[Stored data entries]
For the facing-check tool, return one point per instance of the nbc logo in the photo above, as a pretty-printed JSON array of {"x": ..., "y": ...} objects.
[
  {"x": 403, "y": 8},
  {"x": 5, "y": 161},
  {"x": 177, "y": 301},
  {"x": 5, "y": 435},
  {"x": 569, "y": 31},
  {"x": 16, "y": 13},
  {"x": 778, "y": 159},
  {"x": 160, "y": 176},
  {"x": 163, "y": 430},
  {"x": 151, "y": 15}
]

# Brief
Each record above should be returned exactly as written.

# Response area
For the facing-check tool, return one point per instance of the nbc logo in the photo above, as a pretty-printed JSON array of {"x": ..., "y": ...} objects.
[
  {"x": 403, "y": 8},
  {"x": 5, "y": 161},
  {"x": 177, "y": 301},
  {"x": 5, "y": 435},
  {"x": 569, "y": 31},
  {"x": 16, "y": 13},
  {"x": 778, "y": 159},
  {"x": 160, "y": 176},
  {"x": 163, "y": 430},
  {"x": 151, "y": 15}
]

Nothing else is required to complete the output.